Mask labeling entries
··········
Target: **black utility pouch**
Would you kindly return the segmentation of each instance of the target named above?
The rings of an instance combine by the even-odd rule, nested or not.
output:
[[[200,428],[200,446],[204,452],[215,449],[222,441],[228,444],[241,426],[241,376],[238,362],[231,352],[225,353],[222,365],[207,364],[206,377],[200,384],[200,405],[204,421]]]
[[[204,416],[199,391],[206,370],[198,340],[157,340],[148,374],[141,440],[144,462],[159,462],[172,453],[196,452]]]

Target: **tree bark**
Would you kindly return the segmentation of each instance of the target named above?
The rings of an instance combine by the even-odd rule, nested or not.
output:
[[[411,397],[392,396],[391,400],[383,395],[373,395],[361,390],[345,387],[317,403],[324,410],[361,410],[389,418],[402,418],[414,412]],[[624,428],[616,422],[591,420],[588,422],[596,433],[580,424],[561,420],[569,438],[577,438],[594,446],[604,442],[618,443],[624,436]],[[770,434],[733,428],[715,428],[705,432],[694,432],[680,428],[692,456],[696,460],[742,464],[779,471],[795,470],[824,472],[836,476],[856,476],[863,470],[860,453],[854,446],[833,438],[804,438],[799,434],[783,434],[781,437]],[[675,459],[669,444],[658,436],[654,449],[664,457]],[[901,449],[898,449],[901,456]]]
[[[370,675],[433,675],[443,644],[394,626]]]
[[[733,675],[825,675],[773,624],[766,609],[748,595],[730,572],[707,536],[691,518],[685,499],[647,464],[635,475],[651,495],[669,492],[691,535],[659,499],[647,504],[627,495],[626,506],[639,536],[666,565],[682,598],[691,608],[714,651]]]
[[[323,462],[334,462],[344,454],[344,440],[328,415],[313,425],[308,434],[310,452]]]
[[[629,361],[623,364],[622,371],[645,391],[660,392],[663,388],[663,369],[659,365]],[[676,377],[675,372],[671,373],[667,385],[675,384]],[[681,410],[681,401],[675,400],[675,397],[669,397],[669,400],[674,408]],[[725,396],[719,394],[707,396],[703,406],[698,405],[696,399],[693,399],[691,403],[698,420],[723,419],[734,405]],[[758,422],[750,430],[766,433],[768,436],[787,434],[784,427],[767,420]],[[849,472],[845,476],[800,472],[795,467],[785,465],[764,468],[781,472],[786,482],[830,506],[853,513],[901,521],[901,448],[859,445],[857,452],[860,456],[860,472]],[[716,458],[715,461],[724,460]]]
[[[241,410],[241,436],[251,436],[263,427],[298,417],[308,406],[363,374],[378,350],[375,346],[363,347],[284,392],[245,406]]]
··········
# What is expected:
Reproduce every entry above verbatim, line for line, with no changes.

# Response to the exercise:
Target: **black utility pouch**
Would you kindly return the segmentation of each instance of the target named above?
The rings of an instance combine by the even-odd rule, nested or not.
output:
[[[200,428],[200,446],[204,452],[215,449],[222,441],[228,444],[241,426],[241,376],[238,362],[231,352],[225,353],[222,365],[207,364],[206,377],[200,384],[200,405],[204,421]]]
[[[204,416],[199,391],[206,370],[198,340],[157,340],[148,374],[141,440],[144,462],[159,462],[172,453],[196,452]]]

Target: **tree bark**
Would you kindly return the segmentation of each instance of the target named above?
The rings of an instance combine by the even-odd rule, nested or not.
output:
[[[411,397],[392,396],[391,400],[383,395],[373,395],[361,390],[345,387],[317,403],[324,410],[361,410],[389,418],[402,418],[414,412]],[[624,428],[616,422],[591,420],[588,422],[596,433],[580,424],[561,420],[569,438],[577,438],[594,446],[604,442],[618,443],[624,436]],[[770,434],[733,428],[715,428],[705,432],[694,432],[680,428],[692,456],[696,460],[742,464],[779,471],[795,470],[824,472],[836,476],[856,476],[863,470],[860,453],[854,446],[833,438],[804,438],[799,434],[783,434],[781,437]],[[675,459],[669,444],[658,436],[654,449],[664,457]],[[901,449],[898,449],[901,456]]]
[[[370,675],[433,675],[443,644],[394,626]]]
[[[733,675],[825,675],[773,624],[766,609],[748,595],[730,572],[707,536],[691,518],[685,499],[647,464],[635,475],[651,495],[669,492],[691,535],[659,499],[647,504],[627,495],[626,506],[639,536],[666,565],[682,598],[691,608],[714,651]]]
[[[323,462],[334,462],[344,454],[344,440],[328,415],[313,425],[308,434],[310,452]]]
[[[629,361],[623,364],[622,371],[645,391],[660,392],[663,388],[663,369],[659,365]],[[676,377],[675,372],[671,373],[667,385],[675,384]],[[681,410],[681,401],[675,400],[675,397],[669,397],[669,400],[674,408]],[[725,396],[719,394],[707,396],[703,406],[698,405],[696,399],[693,399],[691,403],[698,420],[723,419],[734,405]],[[758,422],[750,430],[766,433],[768,436],[787,434],[784,427],[767,420]],[[849,472],[845,476],[800,472],[795,467],[785,465],[764,468],[781,472],[786,482],[830,506],[853,513],[901,521],[901,448],[859,445],[857,452],[860,456],[860,472]],[[716,458],[715,461],[724,460]]]
[[[241,410],[241,436],[251,436],[263,427],[298,417],[308,406],[363,374],[378,350],[375,346],[363,347],[284,392],[245,406]]]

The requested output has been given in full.